*INSTRUCTIONS TO FOLLOW:* In the essay about going over the hill, copy the passage that starts at "We pictured life" and runs up to and including "comes to an end!".

==== READING PASSAGE

Why Going Over the Hill Is Not So Bad
Paul Galatis, September 2025
A few years ago, I was sitting in a coffee shop with my friend Chris. We were lamenting the grey in our beards and swapping stories about our creaking bodies. We still felt young, but we looked old. We were entering that stage of life where our parents were slowing down, friends were fighting cancer, some successfully, some not, and where gratitude for our health had become a daily habit. Out of that conversation came a question, “What does it mean to be over the hill?”

We pictured life as a cartoon hill. In the first half, you’re climbing upwards. And because you’re heading upwards, all you see is blue sky. So the possibilities ahead of you seem endless: perhaps you’ll live in America; perhaps you’ll marry a Swede; perhaps you’ll be an astronaut.
Then one day you crest the hill. And without realising it, you’ve begun your descent. Now going downhill is not a problem. But thanks to your shift in your perspective, for the first time you see the bottom of the hill and you realise: this ride comes to an end!
Rather than being rattled by this idea, I’ve found it strangely reassuring. From the summit I can look back at the climb, at all the twists and turns, the detours I never expected, the stumbles and recoveries that shaped the path. Very little of it was predictable, shaped as much by luck, serendipity, and good fortune as by choice. Looking ahead, the view sharpens my sense of time: not infinite, but still mine to use. That awareness has given me two gifts. First, relief that I’ve survived the first half of the journey. And second, a conviction to spend the rest on what matters most: not ignoring my dreams, not working too much, saying what I think, cultivating friendships, and being happy.
For years, “over the hill” has been a punch line, a shorthand for decline. But I see it differently. Over the hill is not the beginning of the end. It is a vantage point, a place to look backward with gratitude and forward with intention.

========
==== DATASET EXCERPT

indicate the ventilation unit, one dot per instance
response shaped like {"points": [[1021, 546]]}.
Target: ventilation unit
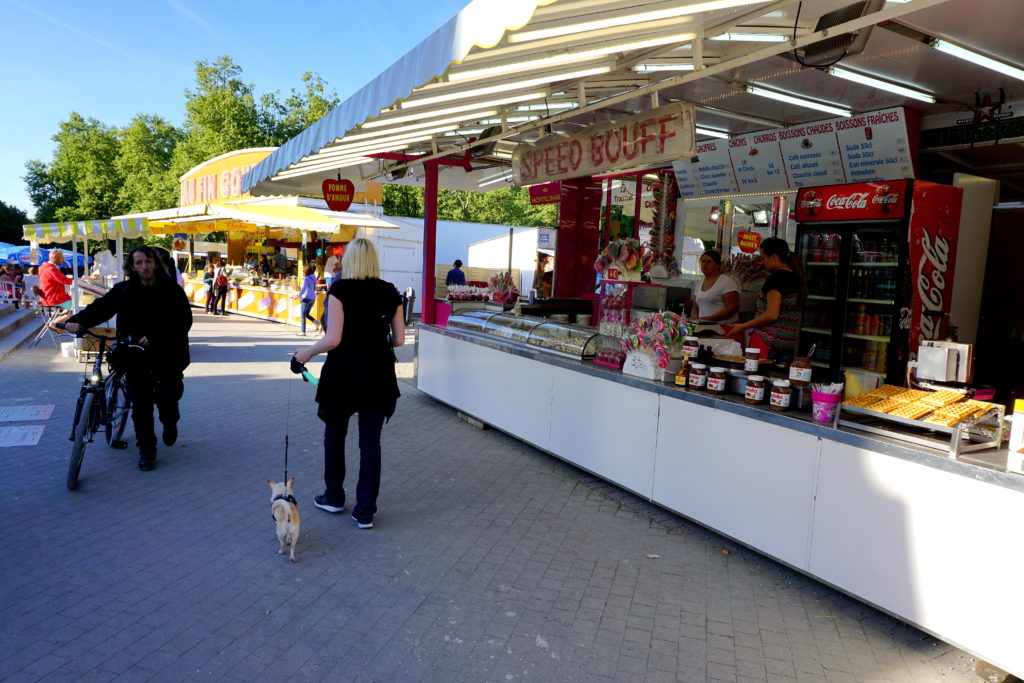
{"points": [[830, 50]]}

========

*EXERCISE OUTPUT:*
We pictured life as a cartoon hill. In the first half, you’re climbing upwards. And because you’re heading upwards, all you see is blue sky. So the possibilities ahead of you seem endless: perhaps you’ll live in America; perhaps you’ll marry a Swede; perhaps you’ll be an astronaut.
Then one day you crest the hill. And without realising it, you’ve begun your descent. Now going downhill is not a problem. But thanks to your shift in your perspective, for the first time you see the bottom of the hill and you realise: this ride comes to an end!